Return the passage of the opioid emergency article that begins with the words "The White House will" and stops after "A Public Health Emergency?", copied word for word.

-- Passage for review follows --

What Will Happen When White House Declares Opioid Crisis Is Public Health Emergency?

It’s pretty clear to anyone who has been paying attention that the opioid abuse epidemic in America has reached emergency status. But it’s one thing for people to casually use that term and another for the White House to actually declare a “Public Health Emergency.” Here’s why.

There’s more than one kind of “Emergency,” when it comes to federal guidelines, and what kind of “Emergency” the White House calls some urgent catastrophe has significant implications for the kind of funding and federal attention it receives.

The White House will later today be declaring the opioid crisis a Public Health Emergency, Politico and others report.

The President doesn’t actually get to do the declaring; technically, Trump will be directing the Department of Health and Human Services, led by Acting Secretary Eric Hargan since Tom Price’s resignation, to declare the Emergency.

The Public Health Emergency declaration still increases resources directed toward combatting the opioid overdose and addiction crisis, but does so differently than a National Emergency would.

What Is A Public Health Emergency?

A Public Health Emergency, at its most basic, allows government agencies to design and implement plans for reallocating resources and starting programs designed to mitigate the crisis.

As Stat explains, this particular emergency declaration has a few main components to it.

1. Telemedicine
Telemedicine — the ability to video conference your medical providers, basically — is often touted as one of the great solutions the 21st century can offer for healthcare.

The administration is expected to announce a regulatory change that would permit providers using teleconferencing to serve patience the ability to prescribe medications that are used to assist with substance abuse or mental health treatment.

The increased permissions granted to telemedicine providers would largely help residents of rural areas, who have a harder time accessing in-person care — but no word on if improving rural Americans’ access to broadband that supports telemedicine is also on deck.

2. More specialists
Helping individuals and communities combat addiction is highly specialized work. The problem is, the specialists aren’t necessarily in the same places the people are. So the declaration will allow HHS and states’ governors to appoint specialists “with the tools and talent needed to respond effectively” temporarily to positions in order to provide help where needed.

-- Passage for review concluded --
-- Available data follows --

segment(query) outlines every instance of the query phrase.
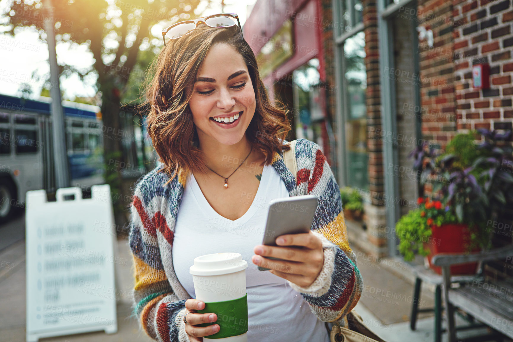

-- Available data concluded --

**Reply**
The White House will later today be declaring the opioid crisis a Public Health Emergency, Politico and others report.

The President doesn’t actually get to do the declaring; technically, Trump will be directing the Department of Health and Human Services, led by Acting Secretary Eric Hargan since Tom Price’s resignation, to declare the Emergency.

The Public Health Emergency declaration still increases resources directed toward combatting the opioid overdose and addiction crisis, but does so differently than a National Emergency would.

What Is A Public Health Emergency?